--- Given passage Enclosed Below ---
And that's among the nicer mean comments about a conscientious Christian who for some reason seems to bring out the devil in people. The father of two laughs off the various attacks and instead concentrates on a passion of his own -- "The John Tesh Radio Show," one of the fastest-growing syndicated radio programs in the country.

"When people make fun of you, you have two choices," the self-deprecating Tesh said at his Sherman Oaks recording studios. "I remember when Michael Bolton made the other choice and he just went nuts. You just can't win that battle because it only makes it worse. And having been on the other side of it, having made fun of a few people myself on 'Entertainment Tonight,' hey, you learn you just have to go with it."

Heard daily on more than 220 stations across the United States, Canada and New Zealand, the show debuted locally last November on Glendale's KFSH-FM (95.9) and bills itself as "Music and Intelligence for Your Life." The topics are safe and simple -- health, relationships and family, and absolutely no politics or religion. The mood is always unfailingly upbeat.

During the five-hour show, Tesh frequently chimes in with a bit of advice or informational tidbit. Recent subjects include how to tell if your pet is depressed, how couples can avoid fights over money and how cinnamon can help lower cholesterol. "If it doesn't make you better, healthier or happier," Tesh said, "we don't have it on the show."

Structured similarly to a Top 40 countdown, Tesh is usually on the air for about eight minutes an hour; the rest of the time is music and commercials selected by the affiliates. It's an a la carte formula that many radio programmers, representing a wide array of musical formats, find appealing.

For instance, at KFSH-FM, Tesh is coupled with a contemporary Christian musical format; at CIQX-FM in Calgary, Canada, it's smooth jazz; and at KAYN-FM in Boise, Idaho, it's country-western. And elsewhere, Tesh's good-guy persona -- although critics might argue it's annoyingly vanilla -- mixes just as easily with oldies, adult contemporary or classic rock.
--- End of Enclosed Given passage ---
*Things to do*.
1 – Please return the part of the article about John Tesh that starts with "During the five-hour" and goes on through "formats, find appealing.", word for word.
2 – Write the next part of the article about John Tesh, picking up after its final sentence.
--- Information shown Enclosed Below ---
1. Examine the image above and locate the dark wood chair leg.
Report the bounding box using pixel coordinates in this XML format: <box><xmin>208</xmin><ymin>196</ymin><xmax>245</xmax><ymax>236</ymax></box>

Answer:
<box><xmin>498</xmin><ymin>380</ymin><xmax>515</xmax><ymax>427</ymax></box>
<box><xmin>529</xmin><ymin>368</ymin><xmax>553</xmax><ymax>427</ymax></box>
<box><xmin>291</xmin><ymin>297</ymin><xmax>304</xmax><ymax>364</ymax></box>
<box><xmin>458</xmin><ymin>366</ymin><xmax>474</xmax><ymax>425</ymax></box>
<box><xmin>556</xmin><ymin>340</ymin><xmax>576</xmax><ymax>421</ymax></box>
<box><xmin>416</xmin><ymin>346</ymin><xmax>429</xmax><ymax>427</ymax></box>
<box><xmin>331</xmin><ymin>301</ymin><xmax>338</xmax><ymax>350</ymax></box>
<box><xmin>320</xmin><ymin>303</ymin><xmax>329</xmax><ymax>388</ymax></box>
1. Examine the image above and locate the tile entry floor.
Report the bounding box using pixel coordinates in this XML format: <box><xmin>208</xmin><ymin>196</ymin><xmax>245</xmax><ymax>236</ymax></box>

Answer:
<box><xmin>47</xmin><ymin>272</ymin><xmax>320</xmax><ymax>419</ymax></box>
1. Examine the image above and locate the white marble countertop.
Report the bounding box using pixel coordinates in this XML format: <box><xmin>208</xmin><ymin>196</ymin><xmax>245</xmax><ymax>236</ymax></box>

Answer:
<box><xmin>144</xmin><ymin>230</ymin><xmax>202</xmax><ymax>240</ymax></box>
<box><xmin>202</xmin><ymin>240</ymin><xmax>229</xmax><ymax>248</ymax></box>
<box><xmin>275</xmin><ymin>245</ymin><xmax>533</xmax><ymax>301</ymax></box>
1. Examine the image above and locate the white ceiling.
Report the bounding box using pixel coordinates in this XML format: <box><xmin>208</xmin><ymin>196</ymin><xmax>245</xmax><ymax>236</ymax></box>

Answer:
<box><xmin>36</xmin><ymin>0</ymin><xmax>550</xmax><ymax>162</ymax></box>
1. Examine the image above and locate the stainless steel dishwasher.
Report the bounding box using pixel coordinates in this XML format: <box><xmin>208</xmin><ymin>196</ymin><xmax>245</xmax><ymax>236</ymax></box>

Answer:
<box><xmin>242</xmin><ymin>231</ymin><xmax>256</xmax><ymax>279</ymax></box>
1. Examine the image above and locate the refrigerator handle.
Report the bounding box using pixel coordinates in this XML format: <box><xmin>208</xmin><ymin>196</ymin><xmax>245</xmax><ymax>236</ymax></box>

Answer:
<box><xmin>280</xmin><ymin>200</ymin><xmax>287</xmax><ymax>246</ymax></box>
--- End of Enclosed Information shown ---
*Answers to each task*.
1 –
During the five-hour show, Tesh frequently chimes in with a bit of advice or informational tidbit. Recent subjects include how to tell if your pet is depressed, how couples can avoid fights over money and how cinnamon can help lower cholesterol. "If it doesn't make you better, healthier or happier," Tesh said, "we don't have it on the show."

Structured similarly to a Top 40 countdown, Tesh is usually on the air for about eight minutes an hour; the rest of the time is music and commercials selected by the affiliates. It's an a la carte formula that many radio programmers, representing a wide array of musical formats, find appealing.

2 –
Every bit as versatile is the show's ability to be plugged into any time slot and score solid ratings. Locally, KFSH-FM runs Tesh from 7 p.m. to midnight, but his show has been just as successful in the morning drive-time or afternoon slots in other markets.

Nobody is making fun of how quickly Tesh's radio show has caught on in a jampacked marketplace hungry for wholesome content. In less than three years, Tesh has built a weekly audience between 8 million and 10 million, a figure that is several times larger than Howard Stern now commands on Sirius Satellite Radio (the company won't release ratings for its individual channels).

"He saw the possibility of a radio niche for what you might call 'uplifting talk' that focuses on everyday life," said Tom Taylor, editor of the trade publication Inside Radio. "He comes across as an extremely likable and credible guy, and when he's getting a point across or even reading the five key findings of a medical research study, you know that his heart's behind it."

Part of the radio show's success, of course, is tied to Tesh's earlier fame gained in other mediums. His decade-long stint as co-host of "Entertainment Tonight" from 1986 to 1996 stamped his name and face into the mass consciousness. That gig even led to a memorable guest-starring role on "Star Trek: The Next Generation" in 1989 -- he played K'Tesh, a Klingon going through the agony of puberty.

"It sounded good on paper," said Tesh, who regularly flashes his trademark "Nice Guy" smile. "I thought I was going to be Capt. Picard's assistant or something, then I'm sitting down to five hours of makeup and I was too scared to ask what I was going to be doing."

For Tesh, "Entertainment Tonight" brought him a new level of wealth and fame, but ultimately it left him feeling unfulfilled. He wanted to matter on a deeper, more spiritual, level to his audience.

"I probably should have left a couple years earlier than I did," Tesh said. "I didn't believe in what I was doing. I know it sounds corny, but I love being a part of people's lives in a meaningful way and that's really one of the fun things about the radio show."